• _What to work on_
Everything from the line with "Target: olive green top" to the end of the entries should be copied exactly, and nothing else.

========================

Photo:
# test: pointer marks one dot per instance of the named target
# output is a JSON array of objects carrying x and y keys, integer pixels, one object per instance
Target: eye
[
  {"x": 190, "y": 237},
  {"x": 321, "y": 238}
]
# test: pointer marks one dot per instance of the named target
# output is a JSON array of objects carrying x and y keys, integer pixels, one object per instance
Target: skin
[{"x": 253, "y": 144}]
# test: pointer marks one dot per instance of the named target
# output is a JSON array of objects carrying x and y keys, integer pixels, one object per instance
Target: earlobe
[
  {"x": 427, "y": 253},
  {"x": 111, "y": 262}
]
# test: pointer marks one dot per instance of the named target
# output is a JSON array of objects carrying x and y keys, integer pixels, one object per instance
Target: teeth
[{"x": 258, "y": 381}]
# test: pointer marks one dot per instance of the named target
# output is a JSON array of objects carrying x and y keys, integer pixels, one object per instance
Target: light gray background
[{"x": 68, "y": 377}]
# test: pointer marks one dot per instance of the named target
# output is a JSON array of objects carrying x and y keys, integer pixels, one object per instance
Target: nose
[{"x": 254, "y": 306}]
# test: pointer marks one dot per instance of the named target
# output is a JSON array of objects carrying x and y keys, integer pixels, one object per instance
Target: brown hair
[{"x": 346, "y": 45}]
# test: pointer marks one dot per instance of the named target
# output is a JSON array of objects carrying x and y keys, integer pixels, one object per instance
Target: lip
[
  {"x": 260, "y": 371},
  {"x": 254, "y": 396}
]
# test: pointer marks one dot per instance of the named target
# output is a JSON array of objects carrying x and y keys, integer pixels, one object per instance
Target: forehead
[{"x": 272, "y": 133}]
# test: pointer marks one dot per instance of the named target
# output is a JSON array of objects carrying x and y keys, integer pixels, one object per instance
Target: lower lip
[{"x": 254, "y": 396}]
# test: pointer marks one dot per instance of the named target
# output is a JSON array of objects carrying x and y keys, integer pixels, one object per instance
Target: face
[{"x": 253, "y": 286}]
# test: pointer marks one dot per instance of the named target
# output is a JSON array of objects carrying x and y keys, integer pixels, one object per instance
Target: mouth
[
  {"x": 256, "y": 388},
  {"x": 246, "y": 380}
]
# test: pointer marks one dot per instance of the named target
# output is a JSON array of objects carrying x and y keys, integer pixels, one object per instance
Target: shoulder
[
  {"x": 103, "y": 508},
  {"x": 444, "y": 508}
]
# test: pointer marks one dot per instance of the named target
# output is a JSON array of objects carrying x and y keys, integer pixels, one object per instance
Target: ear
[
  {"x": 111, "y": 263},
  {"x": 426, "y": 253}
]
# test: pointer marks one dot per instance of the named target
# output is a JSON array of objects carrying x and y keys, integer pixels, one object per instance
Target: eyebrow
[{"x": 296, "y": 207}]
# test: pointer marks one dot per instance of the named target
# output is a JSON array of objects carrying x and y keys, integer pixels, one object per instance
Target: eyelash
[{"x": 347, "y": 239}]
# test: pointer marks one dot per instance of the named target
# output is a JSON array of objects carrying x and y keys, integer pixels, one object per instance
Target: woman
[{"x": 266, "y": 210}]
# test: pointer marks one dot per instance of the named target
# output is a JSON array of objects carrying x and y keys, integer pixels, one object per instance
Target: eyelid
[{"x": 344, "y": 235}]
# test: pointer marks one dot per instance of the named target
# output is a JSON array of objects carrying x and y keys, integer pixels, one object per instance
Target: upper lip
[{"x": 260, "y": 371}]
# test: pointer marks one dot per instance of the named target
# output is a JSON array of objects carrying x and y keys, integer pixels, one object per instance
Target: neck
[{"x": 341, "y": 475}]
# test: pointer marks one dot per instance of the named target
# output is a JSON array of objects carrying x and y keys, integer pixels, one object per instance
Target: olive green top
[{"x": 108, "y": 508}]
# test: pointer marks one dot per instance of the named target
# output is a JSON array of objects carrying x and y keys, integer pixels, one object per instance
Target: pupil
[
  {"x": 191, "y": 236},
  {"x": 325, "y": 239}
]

========================

• _Written solution_
Target: olive green top
[{"x": 108, "y": 508}]
# test: pointer marks one dot per instance of the named target
# output is a JSON array of objects carrying x and y keys, integer pixels, one object per instance
Target: pupil
[
  {"x": 191, "y": 236},
  {"x": 325, "y": 239}
]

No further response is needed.